----- PAGE EXCERPT -----

- Digital and "Love" version cover

EP by GFriend
- Released: August 1, 2017
- Genre: K-pop; new jack swing; dance pop;
- Length: 25:18
- Label: Source

GFriend chronology
| The Awakening (2017) | Parallel (2017) | Time for the Moon Night (2018) |

Singles from Parallel
- "Love Whisper" Released: August 1, 2017;

Repackage album cover

Singles from Rainbow
- "Summer Rain" Released: September 13, 2017;

= Parallel (EP) =

Parallel (stylized in all caps) is the fifth extended play (EP) by South Korean girl group GFriend. The EP was released digitally and physically by Source Music on August 1, 2017 and distributed by LOEN Entertainment. The album contains eight songs, including the single "Love Whisper", and one instrumental track. It has sold over 60,000 physical copies as of August 2017. The extended play was re-released on September 13 under the title Rainbow with the single "Summer Rain" and a bonus track of the same name.

----- EXTRACTED INFORMATION -----

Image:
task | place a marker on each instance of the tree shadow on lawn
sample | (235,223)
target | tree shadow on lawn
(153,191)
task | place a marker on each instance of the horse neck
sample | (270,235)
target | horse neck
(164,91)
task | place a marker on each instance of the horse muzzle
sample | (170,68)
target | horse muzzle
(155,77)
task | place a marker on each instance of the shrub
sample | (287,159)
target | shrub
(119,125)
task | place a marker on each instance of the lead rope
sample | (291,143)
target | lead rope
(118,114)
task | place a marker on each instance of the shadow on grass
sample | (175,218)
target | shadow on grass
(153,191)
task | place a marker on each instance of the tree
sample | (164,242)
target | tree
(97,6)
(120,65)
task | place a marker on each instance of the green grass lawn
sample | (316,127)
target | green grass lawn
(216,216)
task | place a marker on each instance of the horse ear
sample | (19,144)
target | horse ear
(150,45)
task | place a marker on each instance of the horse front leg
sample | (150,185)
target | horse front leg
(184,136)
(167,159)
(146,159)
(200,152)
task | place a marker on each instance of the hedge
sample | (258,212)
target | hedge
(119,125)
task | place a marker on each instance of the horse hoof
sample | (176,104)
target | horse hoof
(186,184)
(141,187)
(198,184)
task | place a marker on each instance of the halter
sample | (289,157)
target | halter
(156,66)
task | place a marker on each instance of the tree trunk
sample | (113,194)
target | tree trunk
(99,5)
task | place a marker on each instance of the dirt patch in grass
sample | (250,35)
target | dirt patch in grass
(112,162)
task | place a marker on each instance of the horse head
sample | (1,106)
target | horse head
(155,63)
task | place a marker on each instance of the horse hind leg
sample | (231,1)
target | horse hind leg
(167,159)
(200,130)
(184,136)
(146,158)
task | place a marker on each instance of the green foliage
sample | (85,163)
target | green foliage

-----

- BRIEF 1 -
Please retype the Parallel EP page starting at "Parallel (stylized in" and ending at "the same name.".
- BRIEF 2 -
List every genre the Parallel EP page assigns to the EP.

- RIGHT ANSWER 1 -
Parallel (stylized in all caps) is the fifth extended play (EP) by South Korean girl group GFriend. The EP was released digitally and physically by Source Music on August 1, 2017 and distributed by LOEN Entertainment. The album contains eight songs, including the single "Love Whisper", and one instrumental track. It has sold over 60,000 physical copies as of August 2017. The extended play was re-released on September 13 under the title Rainbow with the single "Summer Rain" and a bonus track of the same name.

- RIGHT ANSWER 2 -
K-pop
new jack swing
dance pop